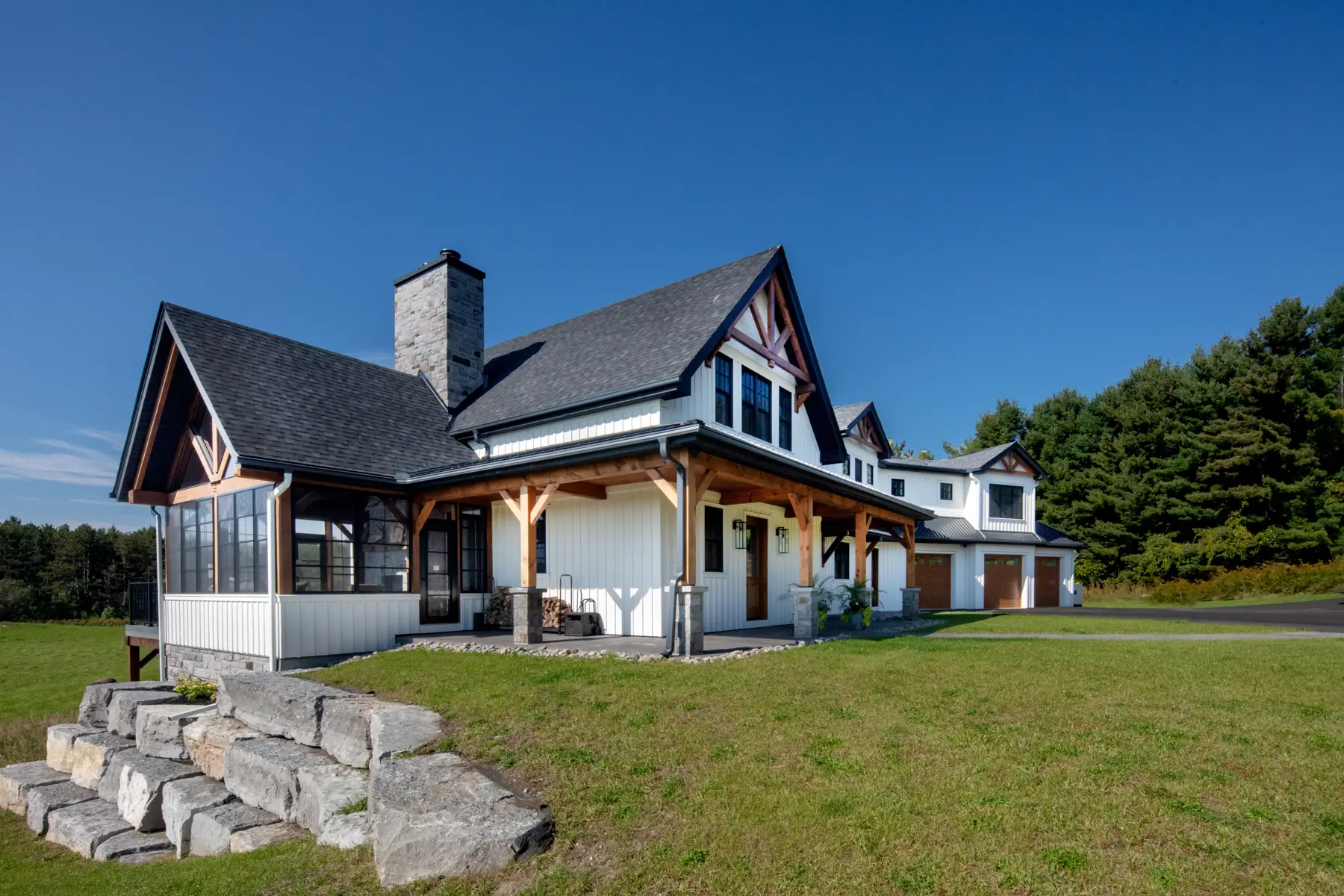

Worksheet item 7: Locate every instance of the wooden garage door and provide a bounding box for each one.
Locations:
[1036,558,1059,607]
[910,553,951,610]
[985,553,1021,610]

* Exercise goal: Copy every row above word for word, leaving out the pictures.

* Task response:
Worksheet item 7: Locate every instance of the wooden garage door and provide a bounding box for each one.
Locations:
[1036,558,1059,607]
[910,553,951,610]
[985,553,1021,610]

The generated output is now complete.